▶ TEXT SECTION:
------------

What a Trust Does Not Do
- It does not save Arizona estate or inheritance tax (Arizona has none) and does not save federal estate tax for estates below the federal exemption.
- It does not protect assets from your own creditors during your lifetime — revocable trust assets are reachable by creditors. Only irrevocable trusts provide creditor protection, and those have major trade-offs.
- It does not cover assets that aren't titled in the trust's name. A trust is only as good as its funding, which is the most common point of failure.
When a Trust Is and Isn't Worth It
A revocable trust adds cost ($1,500–$3,500 above a basic will package) and complexity (you have to retitle assets and remember to keep new acquisitions in the trust). Whether it's worth it depends on your situation:
| You probably benefit from a trust if: | You probably don't need a trust if: |
|---|---|
| You own Arizona real estate and want to avoid probate (though a beneficiary deed may suffice). | Your major assets are retirement accounts, life insurance, and a home with a beneficiary deed. |
| You own out-of-state real estate. | You have no minor children and a simple distribution plan. |
| You have minor children or beneficiaries with special needs. | Your estate is below the small estate affidavit thresholds. |
| You have a blended family and want detailed control over distributions. | You want minimum complexity and lowest upfront cost. |
| You want privacy or want to keep distributions out of the public record. | |
| You have a closely-held business. |
5. Powers of Attorney: Financial and Healthcare
A power of attorney (POA) lets you name someone to act for you. Two are essential in any Arizona estate plan, and they cover different types of decisions.
Durable Financial Power of Attorney
Authorizes a named agent to handle your financial and legal matters — pay bills, file taxes, sign documents, manage investments, sell property, and so on. Under the Uniform Power of Attorney Act adopted in Arizona at ARS § 14-5501 and following sections, the POA must be in writing, signed by the principal, and notarized (and, for some real estate transactions, witnessed). "Durable" means it remains in effect if you become incapacitated; without that, an ordinary POA terminates when the principal can no longer make decisions — the exact moment you most need someone able to act.
You can structure a POA to take effect immediately on signing or only upon incapacity (a "springing" POA). Each has trade-offs. Immediate POAs are simpler to use but require trust in the agent. Springing POAs require a determination of incapacity (typically by a physician), which can introduce delay at exactly the wrong moment. Most estate planners now favor immediate POAs given to a fully trusted agent.
Healthcare Power of Attorney and Living Will
Two distinct documents, often discussed together. The healthcare power of attorney, governed by ARS § 36-3221, names an agent to make medical decisions if you cannot — consenting to or refusing treatments, choosing facilities, accessing records under HIPAA. The living will (advance directive) under § 36-3261 specifies your wishes about end-of-life treatment: feeding tubes, ventilators, resuscitation, comfort care. Together they answer the two questions hospitals will ask: who decides, and what do they decide.
Arizona offers free statutory forms for both documents on the Arizona Attorney General's website. Many people complete these themselves. An attorney-drafted version may include additional provisions (HIPAA authorizations, mental health directives, organ donation specifics) but the statutory forms are legally sufficient on their own. The most important thing is that the documents exist, are signed, and that family members and physicians can find them.

------------

▶ RECORD EXTRACTS:
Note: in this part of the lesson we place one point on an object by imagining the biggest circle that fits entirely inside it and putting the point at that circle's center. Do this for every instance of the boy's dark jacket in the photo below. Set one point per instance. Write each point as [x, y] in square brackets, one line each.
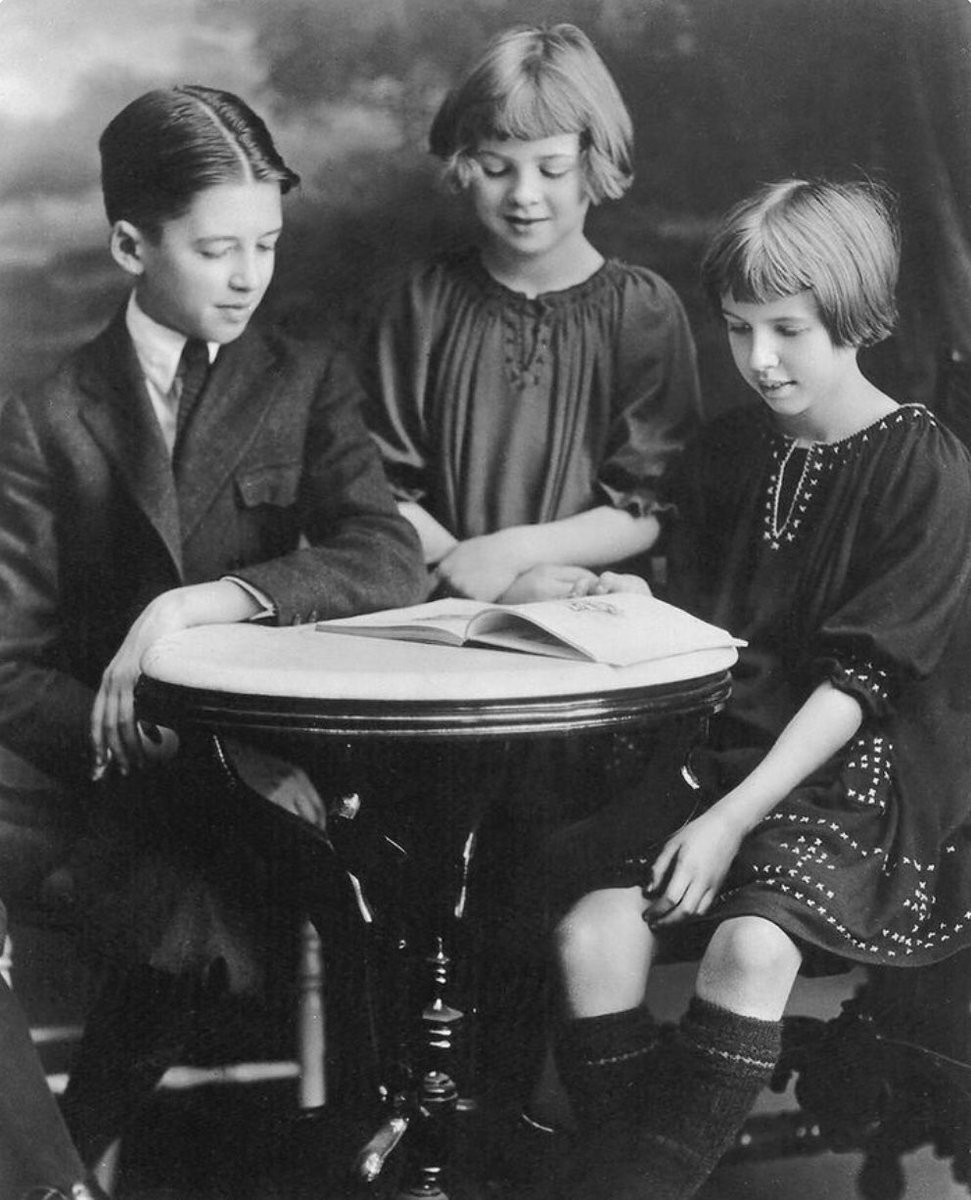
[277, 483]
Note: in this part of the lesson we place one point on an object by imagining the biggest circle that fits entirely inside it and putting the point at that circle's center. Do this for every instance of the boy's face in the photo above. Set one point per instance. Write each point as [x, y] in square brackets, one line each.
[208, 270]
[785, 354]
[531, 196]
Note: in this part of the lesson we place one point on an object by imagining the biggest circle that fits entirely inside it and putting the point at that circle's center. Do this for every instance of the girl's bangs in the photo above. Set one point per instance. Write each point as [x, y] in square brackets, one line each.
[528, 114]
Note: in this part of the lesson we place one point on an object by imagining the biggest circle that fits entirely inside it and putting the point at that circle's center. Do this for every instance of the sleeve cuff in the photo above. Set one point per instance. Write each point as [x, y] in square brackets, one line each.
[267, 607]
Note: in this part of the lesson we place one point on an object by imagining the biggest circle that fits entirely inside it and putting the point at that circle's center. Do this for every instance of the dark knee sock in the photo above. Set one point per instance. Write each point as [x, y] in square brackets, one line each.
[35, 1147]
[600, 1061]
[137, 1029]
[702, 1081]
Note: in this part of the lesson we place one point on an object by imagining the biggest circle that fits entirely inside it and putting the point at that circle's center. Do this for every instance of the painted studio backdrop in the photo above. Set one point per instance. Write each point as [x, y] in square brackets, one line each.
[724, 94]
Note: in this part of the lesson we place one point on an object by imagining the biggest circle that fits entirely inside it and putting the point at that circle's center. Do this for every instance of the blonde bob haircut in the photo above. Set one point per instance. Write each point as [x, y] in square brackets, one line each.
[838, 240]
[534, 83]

------------

▶ PROBLEM SET:
A. Write out the part of the Arizona estate planning text from "- It does not protect" up to and including "point of failure.".
B. Which Arizona statute sections does the Arizona estate planning text cite? List every one.
C. Continue the Arizona estate planning text from its last sentence.
Nothing in the records is needed here.

▶ ANSWERS PROVIDED:
A.
- It does not protect assets from your own creditors during your lifetime — revocable trust assets are reachable by creditors. Only irrevocable trusts provide creditor protection, and those have major trade-offs.
- It does not cover assets that aren't titled in the trust's name. A trust is only as good as its funding, which is the most common point of failure.

B.
- ARS § 14-5501
- ARS § 36-3221
- § 36-3261

C.
6. Beneficiary Deeds: Arizona's Underused Probate-Avoidance Tool
For Arizona homeowners, the single most powerful and least-used estate planning tool is the beneficiary deed under ARS § 33-405. It allows you to name who will inherit your real estate at your death, without giving them any present interest in the property and without going through probate.
How It Works
The owner records a deed naming one or more beneficiaries. Until the owner's death, the deed has zero effect: the owner can sell the property, mortgage it, lease it, or revoke the deed entirely. At the owner's death, the named beneficiary records a copy of the death certificate with the county recorder, and title transfers automatically. No probate, no court hearing, no waiting period.
Requirements
- The deed must be properly drafted, signed, notarized, and recorded in the county where the property is located during the owner's lifetime. A beneficiary deed signed before death but recorded after is invalid.
- The deed must identify the property by legal description (not just street address).
- The deed must name the beneficiary or beneficiaries.
- The deed can be revoked or replaced at any time during the owner's lifetime by recording a new deed.
When to Use One Versus a Trust
For Arizonans whose only major probate concern is their home, a beneficiary deed often replaces the need for a revocable trust entirely. The deed costs about $50–$200 to prepare and record (or a few hundred more if drafted by an attorney). A trust costs ten to twenty times as much and adds complexity. If you have one Arizona property, a clear beneficiary, and no other reasons to set up a trust, the beneficiary deed is the right answer.
Where a trust still beats a beneficiary deed: if you own out-of-state real estate (the deed is Arizona-specific), if you want to control distribution over time, or if you want to combine probate avoidance with incapacity management for many assets in one structure.
7. Community Property and Right of Survivorship
Arizona's community property regime creates planning options that don't exist in most states. The key tool for married couples is community property with right of survivorship under ARS § 33-431.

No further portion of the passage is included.